> [閱讀文本]:
══════════════════════════════
二、普通代理：proxies={"協議":"IP地址：端口號"}
proxies = {'HTTP':"123.161.237.114:45327"}

import requests

url = "http://www.taobao.com"
proxies = {"HTTP":"123.161.237.114:45327"}
headers = {"User-Agent":"Mozilla5.0/"}
response = requests.get(url,proxies=proxies,headers=headers)
response.encoding = 'utf-8'
print(response.text)

三、私密代理：proxies={"協議":"http://用戶名:密碼@IP地址:端口號"}
proxies={'HTTP':'http://309435365:szayclhp@114.67.228.126:16819'}

import requests

url = "http://www.taobao.com/"
proxies = {'HTTP':'http://309435365:szayclhp@114.67.228.126:16819'}
headers = {"User-Agent":"Mozilla5.0/"}
response = requests.get(url,proxies=proxies,headers=headers)
response.encoding = 'utf-8'
print(response.text)

四、案例：爬取鏈家地產二手房信息

　　　　　　一、存入mysql數據庫

import pymysql
db = pymysql.connect("localhost","root","123456",charset='utf8')
cusor = db.cursor()
cursor.execute("create database if not exists testspider;")
cursor.execute("use testspider;")
cursor.execute("create table if not exists t1(id int);")
cursor.execute("insert into t1 values(100);")
db.commit()
cursor.close()
db.close()

　　　　　　二、存入MongoDB數據庫

import pymongo
#連接mongoDB數據庫
conn = pymongo.MongoClient('localhost',27017)
#建立數據庫並獲得數據庫對象
db = conn.testpymongo
#建立集合並獲得集合對象
myset = db.t1
#向集合中插入一個數據
myset.insert({"name":"Tom"})

"""
爬取鏈家地產二手房信息（用私密代理實現）
目標：爬取小區名稱，總價
步驟：
    一、獲取url
        https://cd.lianjia.com/ershoufang/pg1/
        https://cd.lianjia.com/ershoufang/pg2/
    二、正則匹配
    三、寫入到本地文件
"""
import requests
import re
import multiprocessing as mp
BASE_URL = "https://cd.lianjia.com/ershoufang/pg"
proxies = {'HTTP':'http://309435365:szayclhp@114.67.228.126:16819'}
headers = {"User-Agent":"Mozilla5.0/"}
regex = '<div class="houseInfo">.*?<a.*?data-el="region">(.*?)</a>.*?<div class="totalPrice">.*?<span>(.*?)</span>'                                      

def getText(BASE_URL,proxies,headers,page):
    url = BASE_URL+str(page)
    res = requests.get(url,proxies=proxies,headers=headers)
    res.encoding = 'utf-8'
    html = res.text
    return html

def saveFile(page,regex=regex):
    html = getText(BASE_URL,proxies,headers,page)
    p = re.compile(regex,re.S)
    content_list = p.findall(html)
    for content_tuple in content_list:
        cell = content_tuple[0].strip()
        price = content_tuple[1].strip()
        with open('鏈家.txt','a') as f:
            f.write(cell+"  "+price+"\n")
                
if __name__ == "__main__":
    pool = mp.Pool(processes = 10)
    pool.map(saveFile,[page for page in range(1,101)])
══════════════════════════════
> [材料部分]:
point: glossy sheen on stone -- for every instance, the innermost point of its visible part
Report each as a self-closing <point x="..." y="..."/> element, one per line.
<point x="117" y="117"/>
══════════════════════════════
> [練習任務]:
**a)** 請照原樣抄寫這篇Python代理與爬蟲教程中從“res.encoding = 'utf-8'”到“p = re.compile(regex,re.S)”的這一段。
**b)** 在這篇Python代理與爬蟲教程中，爬取鏈家地產二手房信息的案例要爬取哪些內容？
**c)** 請從這篇Python代理與爬蟲教程現有內容的最後一行之後接著寫下去。

> [書面作答]:
**a)**
res.encoding = 'utf-8'
    html = res.text
    return html

def saveFile(page,regex=regex):
    html = getText(BASE_URL,proxies,headers,page)
    p = re.compile(regex,re.S)

**b)** 小區名稱和總價。

**c)**
鏈家二手房產

import requests
import re
import multiprocessing as mp
import pymysql
import warnings
BASE_URL = "https://cd.lianjia.com/ershoufang/pg"
proxies = {'HTTP':'http://309435365:szayclhp@114.67.228.126:16819'}
headers = {"User-Agent":"Mozilla5.0/"}
regex = '<div class="houseInfo">.*?<a.*?data-el="region">(.*?)</a>.*?<div class="totalPrice">.*?<span>(.*?)</span>'                                      
c_db = "create database if not exists spider;"
u_db = "use spider;"
c_tab = "create table if not exists lianjia(id int primary key auto_increment,\
        name varchar(30),\
        price decimal(20,2))charset=utf8;"
db = pymysql.connect("localhost","root",'123456',charset="utf8")
cursor = db.cursor()
warnings.filterwarnings("error")
try:
    cursor.execute(c_db)
except Warning:
    pass
cursor.execute(u_db)
try:
   cursor.execute(c_tab)
except Warning:
    pass
def getText(BASE_URL,proxies,headers,page):
    url = BASE_URL+str(page)
    res = requests.get(url,proxies=proxies,headers=headers)
    res.encoding = 'utf-8'
    html = res.text
    return html
def writeToMySQL(page,regex=regex):
    html = getText(BASE_URL,proxies,headers,page)
    p = re.compile(regex,re.S)
    content_list = p.findall(html)
    for content_tuple in content_list:
        cell = content_tuple[0].strip()
        price = float(content_tuple[1].strip())*10000
        s_insert = "insert into lianjia(name,price) values('%s','%s');"%(cell,price)
        cursor.execute(s_insert)
        db.commit()              
if __name__ == "__main__":
    pool = mp.Pool(processes = 20)
    pool.map(writeToMySQL,[page for page in range(1,101)])

存入mysql數據庫

import requests
import re
import multiprocessing as mp
import pymongo
BASE_URL = "https://cd.lianjia.com/ershoufang/pg"
proxies = {'HTTP':'http://309435365:szayclhp@114.67.228.126:16819'}
headers = {"User-Agent":"Mozilla5.0/"}
regex = '<div class="houseInfo">.*?<a.*?data-el="region">(.*?)</a>.*?<div class="totalPrice">.*?<span>(.*?)</span>'                                      
#連接mongoDB數據庫
conn = pymongo.MongoClient('localhost',27017)
#建立數據庫並獲得數據庫對象
db = conn.spider;
#建立集合並獲得集合對象
myset = db.lianjia

def getText(BASE_URL,proxies,headers,page):
    url = BASE_URL+str(page)
    res = requests.get(url,proxies=proxies,headers=headers)
    res.encoding = 'utf-8'
    html = res.text
    return html
def writeToMongoDB(page,regex=regex):
    html = getText(BASE_URL,proxies,headers,page)
    p = re.compile(regex,re.S)
    content_list = p.findall(html)
    for content_tuple in content_list:
        cell = content_tuple[0].strip()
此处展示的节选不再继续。